**Problem to solve:** Although the entries contain pictures, your copy should hold only their exact text.

=== Listed records ===

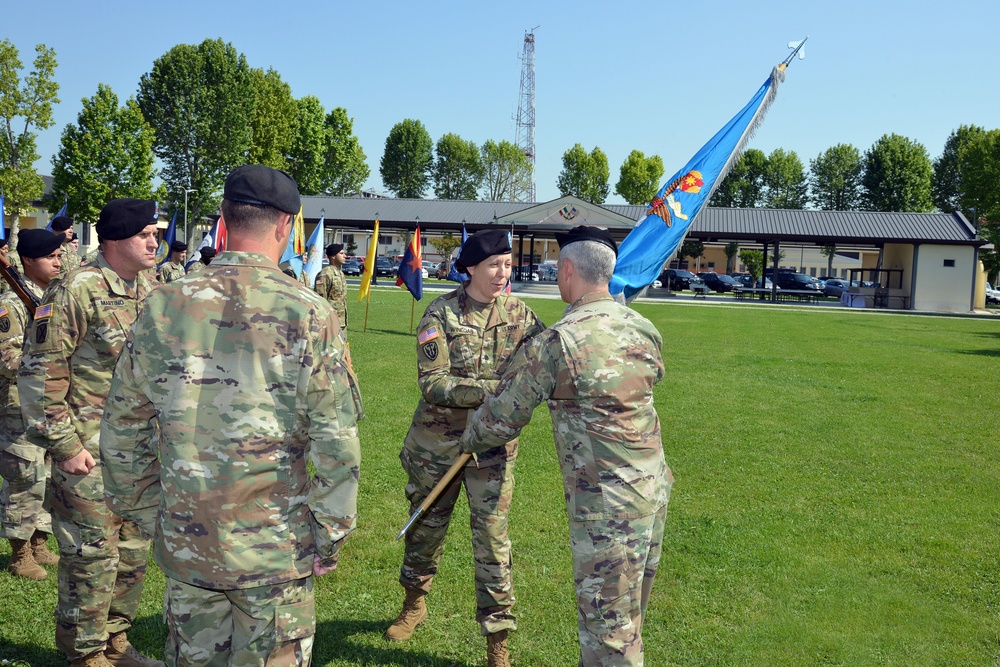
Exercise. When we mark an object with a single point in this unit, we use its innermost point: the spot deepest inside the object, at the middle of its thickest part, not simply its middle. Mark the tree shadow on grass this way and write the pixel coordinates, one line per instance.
(335, 640)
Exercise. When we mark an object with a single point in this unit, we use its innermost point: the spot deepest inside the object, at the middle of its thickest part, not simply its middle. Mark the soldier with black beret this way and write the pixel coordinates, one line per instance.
(24, 466)
(174, 269)
(465, 342)
(64, 381)
(332, 284)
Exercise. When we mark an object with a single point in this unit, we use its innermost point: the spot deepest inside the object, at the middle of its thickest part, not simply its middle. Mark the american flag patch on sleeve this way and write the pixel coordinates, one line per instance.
(427, 335)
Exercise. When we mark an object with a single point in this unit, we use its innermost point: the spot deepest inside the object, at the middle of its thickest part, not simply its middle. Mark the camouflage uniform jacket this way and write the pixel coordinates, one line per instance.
(331, 284)
(70, 354)
(171, 271)
(214, 417)
(459, 363)
(13, 323)
(596, 367)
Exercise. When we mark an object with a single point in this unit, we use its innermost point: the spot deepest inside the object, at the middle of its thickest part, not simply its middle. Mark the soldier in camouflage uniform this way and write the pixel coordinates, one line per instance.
(24, 466)
(174, 269)
(212, 422)
(596, 367)
(331, 284)
(465, 342)
(65, 375)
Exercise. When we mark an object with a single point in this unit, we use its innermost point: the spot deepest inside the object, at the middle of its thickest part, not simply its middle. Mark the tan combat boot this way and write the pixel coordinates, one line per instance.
(120, 653)
(413, 614)
(92, 660)
(496, 650)
(22, 563)
(40, 549)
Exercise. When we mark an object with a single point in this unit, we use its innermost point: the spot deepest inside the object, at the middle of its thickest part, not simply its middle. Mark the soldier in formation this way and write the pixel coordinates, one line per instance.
(596, 368)
(332, 285)
(174, 269)
(63, 381)
(233, 403)
(24, 466)
(465, 342)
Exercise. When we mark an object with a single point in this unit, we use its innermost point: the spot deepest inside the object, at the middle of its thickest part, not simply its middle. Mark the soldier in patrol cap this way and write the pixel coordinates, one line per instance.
(206, 441)
(596, 368)
(465, 342)
(24, 466)
(331, 282)
(63, 381)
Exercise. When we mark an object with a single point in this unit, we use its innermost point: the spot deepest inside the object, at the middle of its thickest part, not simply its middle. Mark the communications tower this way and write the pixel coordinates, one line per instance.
(525, 139)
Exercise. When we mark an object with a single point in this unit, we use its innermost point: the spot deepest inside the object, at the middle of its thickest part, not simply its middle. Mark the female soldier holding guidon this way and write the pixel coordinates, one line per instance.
(465, 342)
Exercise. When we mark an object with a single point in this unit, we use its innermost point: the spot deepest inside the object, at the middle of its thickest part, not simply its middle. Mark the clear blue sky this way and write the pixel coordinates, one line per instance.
(660, 77)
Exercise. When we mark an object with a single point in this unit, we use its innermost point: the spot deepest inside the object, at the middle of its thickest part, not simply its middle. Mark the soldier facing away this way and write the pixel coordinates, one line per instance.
(331, 282)
(24, 466)
(596, 368)
(206, 439)
(466, 340)
(63, 381)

===

**Answer to this problem:**
Exercise. When we mark an object with a single point in this unit, we use its innermost point: the spot deepest inside the object, at the middle of its thickest part, not simply its middle. Mark the tree shadow on grass this way and write the pixel coordinates, one line per instance.
(335, 640)
Exercise. When we mark an object with a single point in this unit, we use its innermost point: the spot deepest inside the object, at the middle of its thickest part, not simply its middle. Mark the soldier with black beret this way and write the pixel coordinates, one line per instance.
(24, 466)
(174, 269)
(465, 342)
(64, 381)
(332, 284)
Exercise. When we mark an object with a single point in this unit, we use its innermost point: the spot deepest inside the object, at the middle of its thickest part, not simply its middle. Mark the american flag patch on sleeve this way and write the pixel coordinates, one line per instance.
(427, 335)
Exercise. When we mark an object with a single point in this unit, we use its innermost point: the spot deepest inside the object, at the middle of its thickest part, not simply its middle. Mark the camouflage uniform jacket this way and write the pixel coordinates, one line per instance.
(331, 284)
(70, 354)
(171, 271)
(214, 417)
(459, 363)
(13, 323)
(596, 367)
Exercise. When we mark an object with a single point in this unit, we use its innermost point: the spot deepest inside the object, at the middle of its thickest part, not simply its middle. Mark the soldier in camouflage uniform this way and write the pixel coordinates, one line per instance.
(24, 466)
(174, 269)
(212, 422)
(596, 367)
(331, 284)
(465, 342)
(65, 375)
Exercise. When we mark an object with a single point in this unit, we use its innermost point: the spot deepest inside the object, at the middle of its thickest part, not simply its middle. Mark the tan combat boot this way and write the pixel coordinates, one line per instance.
(120, 653)
(413, 614)
(92, 660)
(496, 650)
(22, 563)
(40, 549)
Exercise. When we mark an object with a single point in this unit, we use its innermost point: the spot deepest inside the object, at the middle of its thickest part, not simply its middle. Mark the soldier in formation this way and write the pixel coordinates, one line per instance.
(596, 368)
(332, 285)
(174, 269)
(63, 381)
(233, 403)
(24, 466)
(465, 342)
Exercise. When we mark an object with a single point in this unit, we use its innermost point: the spot deepest inside the object, at the middle of its thickest part, not simply its middle. Mark the soldier in patrol cap this way and write the pixel coordinates, one line per instance.
(206, 441)
(596, 368)
(465, 342)
(24, 466)
(331, 282)
(63, 381)
Exercise. When we mark an object with a single point in this unit, we use its innermost point: the spot deepest inside the object, at the middle of its thickest part, not simply its middle. Mark the communications tower this way and write the pixel coordinates, one line per instance.
(525, 139)
Exercise. When we mark an object with a single point in this unit, we use its innermost point: the spot deepest inside the object, at the middle of its thickest part, not simply its middle. Mark the female soldier holding guidon this way and write the pixel coordinates, one line per instance.
(465, 342)
Exercise. When we mark an object with a single point in this unit, we use its innermost point: the spot deepest inside the object, at the middle of its thickest part, not simply its middle. Mark the clear blue sky this way and write the pixel coordinates, one line per instance.
(660, 77)
Exercise. When we mark an object with a single point in this unit, we use its innermost point: the spot deepest inside the object, at the middle of its thickest part, not simply its middle. Mark the soldier facing away this way and write the pixel coordinates, one line per instance.
(331, 282)
(24, 466)
(596, 368)
(206, 439)
(466, 340)
(63, 381)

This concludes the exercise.